## BEGIN
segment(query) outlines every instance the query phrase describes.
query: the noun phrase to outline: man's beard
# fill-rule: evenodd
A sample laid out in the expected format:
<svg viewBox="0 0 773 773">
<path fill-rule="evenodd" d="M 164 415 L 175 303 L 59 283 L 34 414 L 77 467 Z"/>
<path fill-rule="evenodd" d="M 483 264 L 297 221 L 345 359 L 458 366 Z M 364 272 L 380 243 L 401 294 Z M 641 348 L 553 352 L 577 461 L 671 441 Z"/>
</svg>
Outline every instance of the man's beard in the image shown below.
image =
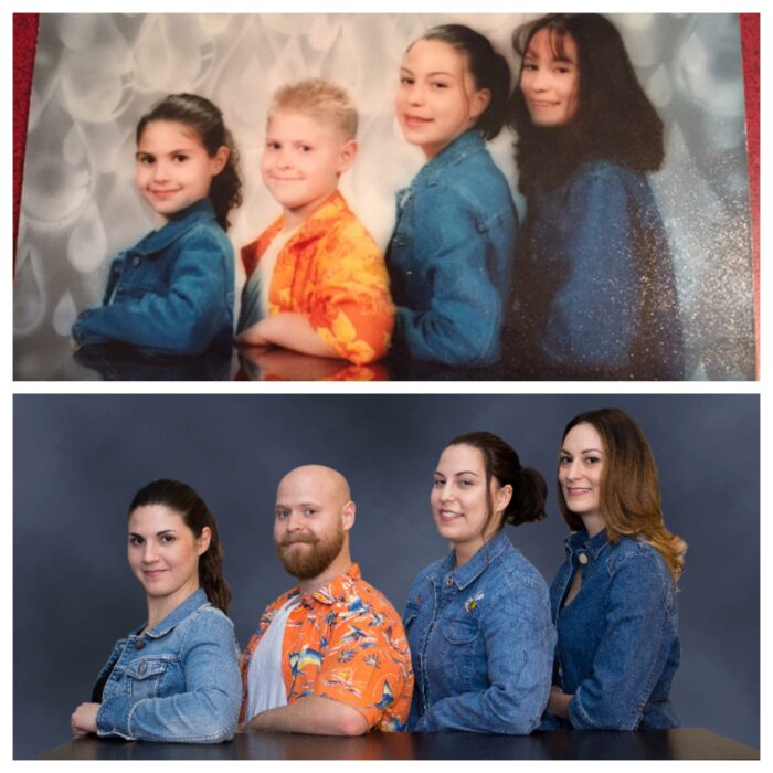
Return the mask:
## END
__What the exercise asks__.
Convert every line of the entries above into a numbered list. Skip blank lines and leave out the pictures.

__Solved problem__.
1. segment(query) outlines every instance the query phrase describes.
2. query: the noun phrase to outline: man's beard
3. # fill-rule: evenodd
4. A sample laid out in the expected format:
5. <svg viewBox="0 0 773 773">
6. <path fill-rule="evenodd" d="M 164 415 L 175 303 L 59 283 L 34 414 L 77 467 Z"/>
7. <path fill-rule="evenodd" d="M 483 264 L 297 221 L 345 359 L 458 366 Z M 364 272 L 380 243 L 401 294 Z M 641 348 L 553 352 L 577 461 L 671 441 Z"/>
8. </svg>
9. Outline every instance of the man's beard in the image shown below.
10. image =
11. Return the mask:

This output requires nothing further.